• [Task] Change "rough mask" to "coarse mask" throughout the rows below and write all their lines out again with nothing else altered. Omit the pictures.
══ Source material ══
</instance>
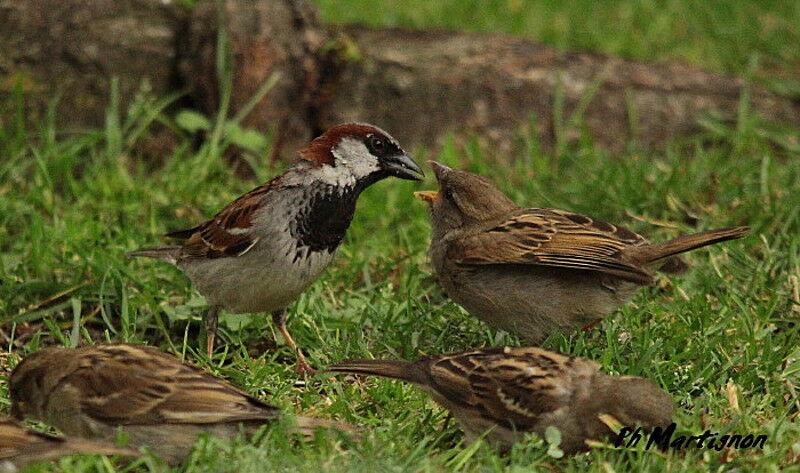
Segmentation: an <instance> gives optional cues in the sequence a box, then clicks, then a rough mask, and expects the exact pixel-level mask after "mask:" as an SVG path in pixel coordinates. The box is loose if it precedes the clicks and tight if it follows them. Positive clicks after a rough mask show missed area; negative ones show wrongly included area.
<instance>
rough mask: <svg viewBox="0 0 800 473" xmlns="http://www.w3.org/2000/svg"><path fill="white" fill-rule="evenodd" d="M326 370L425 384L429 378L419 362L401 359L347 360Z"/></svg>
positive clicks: (331, 365) (336, 372)
mask: <svg viewBox="0 0 800 473" xmlns="http://www.w3.org/2000/svg"><path fill="white" fill-rule="evenodd" d="M326 371H332V372H334V373H352V374H363V375H373V376H382V377H384V378H393V379H400V380H403V381H408V382H410V383H416V384H424V383H425V380H426V378H427V375H426V374H425V372H424V371H423V370H422V369H421V368H420V367H419V365H418V364H417V363H412V362H408V361H399V360H347V361H343V362H341V363H337V364H335V365H331V366H329V367H328V368H327V370H326Z"/></svg>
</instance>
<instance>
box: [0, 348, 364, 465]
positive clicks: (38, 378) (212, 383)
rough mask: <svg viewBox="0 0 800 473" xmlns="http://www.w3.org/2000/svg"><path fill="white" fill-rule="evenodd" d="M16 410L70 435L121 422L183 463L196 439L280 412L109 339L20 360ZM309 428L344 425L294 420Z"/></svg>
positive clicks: (210, 377) (227, 435)
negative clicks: (101, 342) (197, 437)
mask: <svg viewBox="0 0 800 473" xmlns="http://www.w3.org/2000/svg"><path fill="white" fill-rule="evenodd" d="M9 392H10V395H11V412H12V414H13V415H14V416H15V417H17V418H18V419H22V418H26V417H30V418H33V419H38V420H40V421H43V422H46V423H48V424H51V425H53V426H55V427H57V428H58V429H60V430H61V431H63V432H64V433H66V434H67V435H71V436H78V437H84V438H96V439H114V438H115V436H116V432H117V430H118V428H120V427H121V428H123V430H124V431H125V433H126V435H127V436H128V441H129V444H130V445H131V446H133V447H137V448H139V447H149V448H150V449H151V450H152V451H153V452H154V453H156V454H157V455H159V456H160V457H162V458H163V459H164V460H166V461H168V462H169V463H179V462H180V461H181V460H182V459H183V458H184V457H185V456H186V455H187V454H188V452H189V451H190V450H191V447H192V445H193V444H194V442H195V440H196V439H197V437H198V436H199V435H200V434H202V433H204V432H208V433H210V434H211V435H214V436H216V437H221V438H233V437H235V436H236V435H238V434H239V433H240V431H241V430H240V429H241V428H242V427H244V429H245V431H248V432H249V431H255V430H256V429H257V428H258V427H260V426H261V425H263V424H266V423H269V422H271V421H275V420H276V419H278V418H279V417H280V416H281V414H280V411H279V410H278V408H277V407H274V406H271V405H269V404H266V403H264V402H261V401H259V400H258V399H256V398H254V397H253V396H250V395H249V394H247V393H246V392H244V391H242V390H240V389H238V388H236V387H234V386H233V385H231V384H230V383H228V382H226V381H224V380H222V379H220V378H217V377H215V376H212V375H211V374H209V373H206V372H205V371H203V370H201V369H199V368H197V367H194V366H190V365H186V364H184V363H181V362H180V361H178V360H177V359H176V358H175V357H173V356H171V355H168V354H166V353H163V352H161V351H159V350H157V349H155V348H152V347H146V346H138V345H130V344H110V345H97V346H87V347H83V348H77V349H67V348H58V347H56V348H47V349H44V350H40V351H37V352H35V353H33V354H31V355H29V356H28V357H26V358H25V359H23V360H22V361H21V362H20V363H19V364H18V365H17V367H16V368H14V370H13V371H12V373H11V376H10V378H9ZM294 423H295V424H296V429H297V430H298V431H299V432H301V433H304V434H309V433H312V432H313V431H314V430H315V429H316V428H318V427H330V428H335V429H339V430H343V431H353V430H354V428H353V427H351V426H348V425H346V424H340V423H336V422H333V421H326V420H322V419H312V418H308V417H296V418H294Z"/></svg>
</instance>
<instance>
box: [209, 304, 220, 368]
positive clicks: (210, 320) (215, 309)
mask: <svg viewBox="0 0 800 473" xmlns="http://www.w3.org/2000/svg"><path fill="white" fill-rule="evenodd" d="M219 310H220V308H219V306H215V305H212V306H211V307H209V308H208V314H206V352H207V353H208V357H209V358H211V356H212V355H213V354H214V341H215V340H216V339H217V322H218V321H219Z"/></svg>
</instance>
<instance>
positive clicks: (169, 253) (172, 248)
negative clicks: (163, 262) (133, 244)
mask: <svg viewBox="0 0 800 473" xmlns="http://www.w3.org/2000/svg"><path fill="white" fill-rule="evenodd" d="M180 254H181V247H180V246H167V247H164V248H142V249H141V250H136V251H131V252H130V253H125V256H127V257H144V258H155V259H160V260H162V261H166V262H167V263H170V264H175V263H177V262H178V256H180Z"/></svg>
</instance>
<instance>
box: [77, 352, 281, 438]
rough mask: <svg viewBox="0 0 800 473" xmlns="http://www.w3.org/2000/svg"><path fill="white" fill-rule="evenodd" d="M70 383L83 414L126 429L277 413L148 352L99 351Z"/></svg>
mask: <svg viewBox="0 0 800 473" xmlns="http://www.w3.org/2000/svg"><path fill="white" fill-rule="evenodd" d="M65 383H69V384H70V385H71V386H72V387H74V388H77V389H78V390H79V391H80V392H81V394H82V395H83V399H84V400H83V404H82V407H83V411H84V413H85V414H86V415H88V416H90V417H93V418H95V419H98V420H101V421H104V422H108V423H114V424H120V425H132V424H161V423H176V424H194V423H196V424H207V423H216V422H234V421H243V420H256V419H268V418H271V417H274V416H275V414H276V411H277V408H275V407H273V406H270V405H268V404H265V403H263V402H261V401H259V400H257V399H255V398H253V397H251V396H249V395H248V394H246V393H244V392H243V391H240V390H239V389H237V388H235V387H234V386H232V385H231V384H229V383H227V382H225V381H223V380H221V379H219V378H216V377H214V376H211V375H210V374H208V373H206V372H204V371H202V370H200V369H199V368H196V367H193V366H189V365H184V364H182V363H180V362H179V361H178V360H177V359H175V358H173V357H171V356H170V355H167V354H165V353H161V352H159V351H158V350H155V349H152V348H148V347H137V346H132V345H110V346H99V347H97V350H96V351H94V352H93V353H91V354H87V360H86V363H84V364H83V366H82V368H81V369H79V370H77V371H76V372H75V373H73V374H72V375H70V376H69V377H68V378H67V379H66V380H65Z"/></svg>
═══
• [Written solution]
</instance>
Segmentation: an <instance> gives optional cues in the sequence a box, then clicks, then a coarse mask, and expects the exact pixel-level mask after "mask:" as an SVG path in pixel coordinates. The box is loose if it precedes the clicks and tight if it follows them. Positive clicks after a coarse mask show missed area; negative ones show wrongly included area.
<instance>
coarse mask: <svg viewBox="0 0 800 473" xmlns="http://www.w3.org/2000/svg"><path fill="white" fill-rule="evenodd" d="M326 370L425 384L429 378L419 362L401 359L347 360Z"/></svg>
positive clicks: (331, 365) (336, 372)
mask: <svg viewBox="0 0 800 473" xmlns="http://www.w3.org/2000/svg"><path fill="white" fill-rule="evenodd" d="M326 371H332V372H334V373H352V374H363V375H373V376H382V377H384V378H393V379H400V380H403V381H408V382H410V383H416V384H424V383H425V380H426V378H427V375H426V374H425V372H424V371H423V370H422V369H421V368H420V367H419V365H418V364H417V363H412V362H408V361H399V360H347V361H343V362H341V363H337V364H335V365H331V366H329V367H328V368H327V370H326Z"/></svg>
</instance>
<instance>
box: [0, 348, 364, 465]
positive clicks: (38, 378) (212, 383)
coarse mask: <svg viewBox="0 0 800 473" xmlns="http://www.w3.org/2000/svg"><path fill="white" fill-rule="evenodd" d="M16 410L70 435L121 422L183 463L196 439L280 412L109 339L20 360ZM309 428L344 425L294 420Z"/></svg>
positive clicks: (210, 377) (227, 435)
negative clicks: (101, 342) (197, 437)
mask: <svg viewBox="0 0 800 473" xmlns="http://www.w3.org/2000/svg"><path fill="white" fill-rule="evenodd" d="M9 392H10V395H11V412H12V414H13V415H14V416H15V417H17V418H18V419H22V418H26V417H30V418H33V419H38V420H40V421H43V422H46V423H48V424H51V425H53V426H55V427H57V428H58V429H60V430H61V431H63V432H64V433H66V434H67V435H71V436H78V437H84V438H96V439H114V438H115V436H116V432H117V430H118V428H120V427H121V428H123V430H124V431H125V433H126V435H127V436H128V441H129V444H130V445H131V446H133V447H137V448H139V447H149V448H150V449H151V450H152V451H153V452H154V453H156V454H157V455H159V456H160V457H162V458H163V459H164V460H166V461H168V462H169V463H179V462H180V461H181V460H182V459H183V458H184V457H185V456H186V455H187V454H188V452H189V451H190V450H191V447H192V445H193V444H194V442H195V440H196V439H197V437H198V436H199V435H200V434H202V433H204V432H208V433H210V434H211V435H214V436H216V437H221V438H233V437H235V436H236V435H238V434H239V433H240V431H241V430H240V429H241V428H242V427H244V429H245V431H248V432H249V431H255V430H256V429H257V428H258V427H260V426H261V425H263V424H266V423H269V422H271V421H275V420H276V419H278V418H279V417H280V416H281V414H280V411H279V410H278V408H277V407H274V406H271V405H269V404H266V403H264V402H261V401H259V400H258V399H256V398H254V397H253V396H250V395H249V394H247V393H246V392H244V391H242V390H240V389H238V388H236V387H234V386H233V385H231V384H230V383H228V382H226V381H224V380H222V379H220V378H217V377H215V376H212V375H211V374H209V373H206V372H205V371H203V370H201V369H199V368H197V367H194V366H190V365H186V364H184V363H181V362H180V361H178V360H177V359H176V358H175V357H173V356H171V355H168V354H166V353H163V352H161V351H159V350H157V349H155V348H152V347H146V346H138V345H130V344H110V345H97V346H87V347H83V348H77V349H67V348H58V347H56V348H47V349H44V350H40V351H37V352H35V353H33V354H31V355H29V356H28V357H26V358H25V359H23V360H22V361H21V362H20V363H19V364H18V365H17V367H16V368H14V370H13V371H12V373H11V376H10V378H9ZM294 423H295V424H296V429H297V430H298V431H299V432H301V433H304V434H309V433H312V432H313V431H314V430H315V429H316V428H318V427H330V428H335V429H339V430H343V431H353V430H354V428H353V427H351V426H348V425H346V424H340V423H336V422H333V421H326V420H322V419H312V418H308V417H296V418H294Z"/></svg>
</instance>
<instance>
box: [209, 304, 220, 368]
positive clicks: (210, 320) (215, 309)
mask: <svg viewBox="0 0 800 473" xmlns="http://www.w3.org/2000/svg"><path fill="white" fill-rule="evenodd" d="M219 310H220V308H219V306H215V305H212V306H211V307H209V308H208V314H206V352H207V353H208V357H209V358H211V356H212V355H213V354H214V341H215V340H216V339H217V322H218V321H219Z"/></svg>
</instance>
<instance>
positive clicks: (169, 253) (172, 248)
negative clicks: (163, 262) (133, 244)
mask: <svg viewBox="0 0 800 473" xmlns="http://www.w3.org/2000/svg"><path fill="white" fill-rule="evenodd" d="M180 254H181V247H180V246H167V247H164V248H142V249H141V250H136V251H131V252H130V253H125V256H127V257H144V258H155V259H160V260H162V261H166V262H167V263H170V264H175V263H177V262H178V256H180Z"/></svg>
</instance>
<instance>
box: [77, 352, 281, 438]
coarse mask: <svg viewBox="0 0 800 473" xmlns="http://www.w3.org/2000/svg"><path fill="white" fill-rule="evenodd" d="M70 383L83 414L126 429L277 413L148 352L99 351Z"/></svg>
mask: <svg viewBox="0 0 800 473" xmlns="http://www.w3.org/2000/svg"><path fill="white" fill-rule="evenodd" d="M65 383H69V384H70V385H71V386H72V387H74V388H77V389H78V390H79V391H80V392H81V394H82V395H83V399H84V400H83V404H82V407H83V411H84V413H85V414H86V415H88V416H90V417H93V418H95V419H98V420H101V421H104V422H108V423H114V424H120V425H132V424H161V423H176V424H194V423H196V424H207V423H216V422H234V421H243V420H256V419H268V418H271V417H274V416H275V414H276V411H277V408H275V407H273V406H270V405H268V404H265V403H263V402H261V401H259V400H257V399H255V398H253V397H251V396H249V395H248V394H246V393H244V392H243V391H240V390H239V389H237V388H235V387H234V386H232V385H231V384H229V383H227V382H225V381H223V380H221V379H219V378H216V377H214V376H211V375H210V374H208V373H206V372H204V371H202V370H200V369H199V368H196V367H193V366H189V365H184V364H182V363H180V362H179V361H178V360H177V359H175V358H173V357H171V356H170V355H167V354H165V353H161V352H159V351H158V350H155V349H152V348H148V347H137V346H132V345H110V346H99V347H97V350H96V351H94V352H93V353H91V354H87V360H86V363H84V364H83V366H82V368H81V369H79V370H77V371H76V372H75V373H73V374H72V375H70V376H69V377H68V378H67V379H66V380H65Z"/></svg>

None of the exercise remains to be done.